## Exercise brief
The lines to reproduce run from the one containing "Set a pin on every instance of the bride's dark" through the final line of the entries; write them out exactly and add nothing.

## Data entries
* * *

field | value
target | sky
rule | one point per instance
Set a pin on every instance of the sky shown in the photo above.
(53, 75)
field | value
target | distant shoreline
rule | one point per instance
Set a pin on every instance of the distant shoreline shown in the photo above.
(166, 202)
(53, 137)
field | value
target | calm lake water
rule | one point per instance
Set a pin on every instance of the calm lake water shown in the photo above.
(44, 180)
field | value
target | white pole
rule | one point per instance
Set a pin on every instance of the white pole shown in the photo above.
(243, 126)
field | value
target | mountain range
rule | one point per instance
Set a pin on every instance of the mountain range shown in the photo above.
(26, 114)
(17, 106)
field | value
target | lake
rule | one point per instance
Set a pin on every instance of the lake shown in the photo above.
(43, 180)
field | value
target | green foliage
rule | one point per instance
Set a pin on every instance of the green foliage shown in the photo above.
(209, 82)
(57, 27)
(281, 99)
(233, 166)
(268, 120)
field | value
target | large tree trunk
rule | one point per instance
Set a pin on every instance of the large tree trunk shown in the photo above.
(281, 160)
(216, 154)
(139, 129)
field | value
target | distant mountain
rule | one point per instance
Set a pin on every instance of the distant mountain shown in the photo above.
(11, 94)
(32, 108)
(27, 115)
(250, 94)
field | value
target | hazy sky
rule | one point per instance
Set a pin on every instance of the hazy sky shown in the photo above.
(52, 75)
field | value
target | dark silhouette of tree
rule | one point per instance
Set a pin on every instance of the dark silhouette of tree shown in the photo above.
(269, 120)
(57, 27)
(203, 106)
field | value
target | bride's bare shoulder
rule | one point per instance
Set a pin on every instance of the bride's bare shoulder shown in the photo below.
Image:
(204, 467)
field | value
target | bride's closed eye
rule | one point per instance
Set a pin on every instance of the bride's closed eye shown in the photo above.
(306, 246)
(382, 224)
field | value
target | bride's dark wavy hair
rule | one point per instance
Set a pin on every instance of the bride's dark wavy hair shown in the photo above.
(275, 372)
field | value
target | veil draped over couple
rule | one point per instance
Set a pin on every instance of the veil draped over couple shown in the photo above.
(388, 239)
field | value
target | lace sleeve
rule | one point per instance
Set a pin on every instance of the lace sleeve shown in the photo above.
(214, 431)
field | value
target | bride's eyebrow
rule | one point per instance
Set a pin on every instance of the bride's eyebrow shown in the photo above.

* * *

## Result
Set a pin on every instance of the bride's dark wavy hair shown in the photo above.
(275, 372)
field | value
target | veil draped over couple
rule | one point per instance
Set a pin on every instance of the veil draped over couple shown in the photo above.
(388, 239)
field | value
target | lace sleeve
rule | one point per instance
Set a pin on every instance of the lace sleeve shown in the photo above.
(214, 431)
field | value
target | bride's eyebrow
rule | one point per instance
Set a pin on every instance of the bride's eyebrow shown in the photo above.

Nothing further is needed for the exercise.